#### [Given problem 1]
Extract the lines of the records from the one containing "Roadside-survey request: point out the black line" through the last line of the records, inclusive, and repeat them verbatim.

#### [Text block]
On 11 March 2025, militants from the group attacked Birnin Dede and six villages near the border with Niger, Kebbi state police spokesman Nafiu Abubakar said, to avenge the killing of their commander by security forces in the area. On 1 July, militants believed to be members of Lakurawa launched a raid on Kwallajiya, a village in Tangaza. Many villagers were preparing for afternoon prayers, with many victims working on their farms.

On 25 December the United States conducted strikes on Sokoto State. U.S. president Donald Trump announced on social media that the strikes were targeted against "ISIS terrorist scum." A local official in the Tangaza area claims that some Lakurawa camps were hit but that the death toll was unclear.

On 4 February 2026, militants of the Lakurawa group attacked the villages of Woro and Nuku in Kwara State killing 162 civilians. The attack happened after the villagers denied the group's demand to implement their version of sharia.

== Leadership, beliefs, and organization ==
Ameer Habib Tajje serves as the leader of Lakurawa. He made headlines by releasing a warning to the bandit leader Bello Turji, urging him to end his criminal activities. Lakurawa claims to protect against bandits but imposes strict religious laws, and youths have been beaten for shaving their beards, having certain hairstyles, or listening to music. They enforce zakat payment, confiscating cattle from non-compliers. Similar to Boko Haram, they communicate in Tamajaq, Zabarmanci, Bambara, and Hausa. Lakurawa recruits youths with ₦1,000,000.

The name Lakurawa comes from a Hausa adaptation of the French word les recrues, meaning 'the recruits'. The Lakurawa flag includes the Arabic phrase "Al-Jihad fi Sabil Allah" ("Jihad in the cause of God"). At its center, within a red circle, is a stylized insect-like figure. People interviewed said they did not know the meaning or origin of the logo's design.

#### [Dataset records]

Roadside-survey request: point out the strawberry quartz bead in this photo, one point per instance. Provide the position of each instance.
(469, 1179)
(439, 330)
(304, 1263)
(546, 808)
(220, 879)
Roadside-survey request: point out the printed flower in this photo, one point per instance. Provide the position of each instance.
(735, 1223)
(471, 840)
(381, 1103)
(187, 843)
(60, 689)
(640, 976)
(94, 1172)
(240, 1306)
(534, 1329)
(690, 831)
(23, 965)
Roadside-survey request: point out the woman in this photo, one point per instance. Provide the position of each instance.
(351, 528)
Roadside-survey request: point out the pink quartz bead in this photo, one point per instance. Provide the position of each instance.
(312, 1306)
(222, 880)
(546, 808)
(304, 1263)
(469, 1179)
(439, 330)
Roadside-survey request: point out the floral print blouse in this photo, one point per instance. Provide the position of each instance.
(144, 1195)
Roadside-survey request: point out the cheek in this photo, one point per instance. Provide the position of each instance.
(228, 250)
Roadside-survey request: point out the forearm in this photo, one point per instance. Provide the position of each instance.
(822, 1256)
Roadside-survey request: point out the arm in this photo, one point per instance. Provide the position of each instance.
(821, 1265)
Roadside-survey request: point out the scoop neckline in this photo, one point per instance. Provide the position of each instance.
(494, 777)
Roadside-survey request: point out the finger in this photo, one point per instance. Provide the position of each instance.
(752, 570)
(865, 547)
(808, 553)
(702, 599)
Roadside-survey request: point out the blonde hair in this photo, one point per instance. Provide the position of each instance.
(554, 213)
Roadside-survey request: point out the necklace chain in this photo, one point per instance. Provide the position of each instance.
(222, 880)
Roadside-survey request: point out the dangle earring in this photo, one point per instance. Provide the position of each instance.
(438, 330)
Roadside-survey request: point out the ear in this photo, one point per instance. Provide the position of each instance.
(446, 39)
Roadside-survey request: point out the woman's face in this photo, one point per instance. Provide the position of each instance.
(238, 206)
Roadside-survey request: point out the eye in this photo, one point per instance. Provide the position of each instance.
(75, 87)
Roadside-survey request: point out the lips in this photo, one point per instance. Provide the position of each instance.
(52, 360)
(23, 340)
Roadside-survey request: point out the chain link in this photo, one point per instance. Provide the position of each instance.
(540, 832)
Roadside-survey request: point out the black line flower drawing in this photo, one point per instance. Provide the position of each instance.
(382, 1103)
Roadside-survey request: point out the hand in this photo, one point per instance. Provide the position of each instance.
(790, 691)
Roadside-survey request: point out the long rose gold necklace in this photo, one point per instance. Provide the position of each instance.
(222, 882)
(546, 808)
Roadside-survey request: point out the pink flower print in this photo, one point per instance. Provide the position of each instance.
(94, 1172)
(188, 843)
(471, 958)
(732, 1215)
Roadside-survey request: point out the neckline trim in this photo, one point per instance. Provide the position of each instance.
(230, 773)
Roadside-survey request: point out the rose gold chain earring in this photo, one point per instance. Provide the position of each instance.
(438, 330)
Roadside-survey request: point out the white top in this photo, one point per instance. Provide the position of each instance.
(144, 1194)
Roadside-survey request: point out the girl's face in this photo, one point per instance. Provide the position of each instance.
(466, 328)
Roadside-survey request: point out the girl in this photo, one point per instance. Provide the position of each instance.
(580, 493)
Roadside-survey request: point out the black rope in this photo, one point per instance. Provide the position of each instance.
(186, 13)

#### [Given problem 2]
From the Lakurawa text, copy everything between "On 11 March" and "on their farms.", inclusive, word for word.

#### [Exercise output 1]
Roadside-survey request: point out the black line flower drawing in this photo, one point per instance. Provide the position of each instance.
(382, 1103)
Roadside-survey request: point out the hand in this photo, one point per instance. Provide the position of each instance.
(790, 691)
Roadside-survey request: point out the long rose gold necklace in this photo, one point per instance. Provide the position of each instance.
(222, 882)
(546, 808)
Roadside-survey request: point out the pink flower print in this photo, one point per instance. Provide the position of each instance.
(94, 1172)
(188, 843)
(471, 958)
(732, 1215)
Roadside-survey request: point out the neckline trim in this photo, one point per instance. Provide the position of each instance.
(230, 773)
Roadside-survey request: point out the rose gold chain earring in this photo, one point per instance. Provide the position of each instance.
(438, 330)
Roadside-survey request: point out the white top in this photo, one point per instance. Provide the position of each instance.
(144, 1194)
Roadside-survey request: point out the girl's face in this photo, one point per instance. Provide the position of each instance.
(466, 328)
Roadside-survey request: point out the girl in this photo, one point per instance. Provide the position of each instance.
(580, 493)
Roadside-survey request: point out the black rope in this photo, one point per instance. Provide the position of each instance.
(186, 13)

#### [Exercise output 2]
On 11 March 2025, militants from the group attacked Birnin Dede and six villages near the border with Niger, Kebbi state police spokesman Nafiu Abubakar said, to avenge the killing of their commander by security forces in the area. On 1 July, militants believed to be members of Lakurawa launched a raid on Kwallajiya, a village in Tangaza. Many villagers were preparing for afternoon prayers, with many victims working on their farms.